-- Begin --

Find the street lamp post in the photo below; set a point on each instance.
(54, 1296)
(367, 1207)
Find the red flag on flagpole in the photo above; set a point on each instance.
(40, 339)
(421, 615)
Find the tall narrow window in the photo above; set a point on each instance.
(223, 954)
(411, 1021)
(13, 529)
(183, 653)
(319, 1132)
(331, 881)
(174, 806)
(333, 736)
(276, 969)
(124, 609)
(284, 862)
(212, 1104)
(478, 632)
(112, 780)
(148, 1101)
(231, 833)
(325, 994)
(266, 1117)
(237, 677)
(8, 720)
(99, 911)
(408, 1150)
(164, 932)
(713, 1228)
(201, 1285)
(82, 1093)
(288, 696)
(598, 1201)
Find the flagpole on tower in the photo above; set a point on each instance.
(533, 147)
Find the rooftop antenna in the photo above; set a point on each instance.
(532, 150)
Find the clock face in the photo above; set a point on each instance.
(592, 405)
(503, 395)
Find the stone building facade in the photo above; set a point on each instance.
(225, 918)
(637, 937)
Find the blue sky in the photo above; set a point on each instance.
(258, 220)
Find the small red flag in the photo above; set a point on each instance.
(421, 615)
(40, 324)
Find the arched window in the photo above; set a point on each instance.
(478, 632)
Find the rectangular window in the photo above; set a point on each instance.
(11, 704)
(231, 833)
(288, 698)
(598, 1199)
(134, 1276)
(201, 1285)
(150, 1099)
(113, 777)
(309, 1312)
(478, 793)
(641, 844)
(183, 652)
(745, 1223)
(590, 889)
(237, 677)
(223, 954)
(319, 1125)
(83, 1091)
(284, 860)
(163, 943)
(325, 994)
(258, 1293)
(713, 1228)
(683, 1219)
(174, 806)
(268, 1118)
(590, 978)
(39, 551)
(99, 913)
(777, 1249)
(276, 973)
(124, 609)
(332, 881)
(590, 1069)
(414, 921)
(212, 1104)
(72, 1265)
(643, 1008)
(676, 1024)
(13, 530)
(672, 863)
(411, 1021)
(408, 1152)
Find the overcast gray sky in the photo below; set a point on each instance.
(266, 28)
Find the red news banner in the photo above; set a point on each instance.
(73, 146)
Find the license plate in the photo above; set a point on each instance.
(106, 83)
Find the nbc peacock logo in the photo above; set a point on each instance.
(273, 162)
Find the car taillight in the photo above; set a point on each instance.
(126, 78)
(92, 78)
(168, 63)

-- End --

> [EXERCISE REQUIREMENTS]
Convert the material above into a JSON list of strings, one per line, omitting any blank lines.

> [REPLY TO THE TASK]
[
  "Find the street lamp post in the photo below; set a point on each instance.",
  "(54, 1296)",
  "(367, 1207)",
  "Find the red flag on flagpole in the photo above; set a point on each instance.",
  "(40, 339)",
  "(421, 615)",
  "Find the tall narrow window in the photo above; set a point on each instance.",
  "(223, 954)",
  "(411, 1021)",
  "(13, 529)",
  "(183, 653)",
  "(319, 1132)",
  "(331, 881)",
  "(174, 806)",
  "(333, 736)",
  "(276, 969)",
  "(124, 609)",
  "(284, 862)",
  "(212, 1104)",
  "(478, 632)",
  "(112, 780)",
  "(148, 1101)",
  "(231, 833)",
  "(325, 994)",
  "(266, 1117)",
  "(237, 677)",
  "(8, 720)",
  "(99, 911)",
  "(408, 1150)",
  "(164, 932)",
  "(713, 1228)",
  "(201, 1285)",
  "(82, 1093)",
  "(288, 696)",
  "(598, 1201)",
  "Find the flagpole on tower in the photo above; set a point on each instance.",
  "(533, 147)",
  "Find the rooftop antenna in the photo above; set a point on each instance.",
  "(532, 150)",
  "Find the clock face in the photo above; set a point on each instance.",
  "(592, 405)",
  "(503, 395)",
  "Find the stone building facade in the photo above; set a point on each instance.",
  "(225, 918)",
  "(637, 937)",
  "Find the blue sky in the photo above; set a point on each instance.",
  "(258, 220)",
  "Find the small red flag in the photo above; set a point on each instance.",
  "(421, 615)",
  "(40, 324)",
  "Find the arched window in the photo above; set a point on each instance.",
  "(478, 632)",
  "Find the rectangular window in the photo above; set a point on each instance.",
  "(11, 704)",
  "(231, 833)",
  "(288, 698)",
  "(598, 1199)",
  "(134, 1276)",
  "(201, 1285)",
  "(150, 1099)",
  "(113, 777)",
  "(309, 1312)",
  "(478, 793)",
  "(641, 844)",
  "(183, 652)",
  "(745, 1223)",
  "(590, 889)",
  "(237, 677)",
  "(223, 954)",
  "(319, 1125)",
  "(83, 1091)",
  "(284, 860)",
  "(163, 943)",
  "(325, 994)",
  "(258, 1293)",
  "(713, 1228)",
  "(683, 1219)",
  "(174, 806)",
  "(268, 1118)",
  "(590, 978)",
  "(39, 551)",
  "(99, 913)",
  "(777, 1249)",
  "(276, 973)",
  "(124, 609)",
  "(332, 881)",
  "(590, 1069)",
  "(414, 921)",
  "(212, 1104)",
  "(72, 1265)",
  "(643, 1008)",
  "(676, 1024)",
  "(13, 530)",
  "(672, 863)",
  "(411, 1021)",
  "(408, 1152)",
  "Find the overcast gray sky in the photo below; set a point on each instance.",
  "(266, 28)",
  "Find the red news banner in the photo above; set a point on each instance.",
  "(73, 146)",
  "Find the license plate in the photo above; set a point on each instance.",
  "(106, 83)",
  "Find the nbc peacock logo in the photo above; set a point on each instance.",
  "(273, 162)",
  "Find the car taillight in the photo above; set a point on each instance.",
  "(126, 78)",
  "(92, 78)",
  "(168, 63)"
]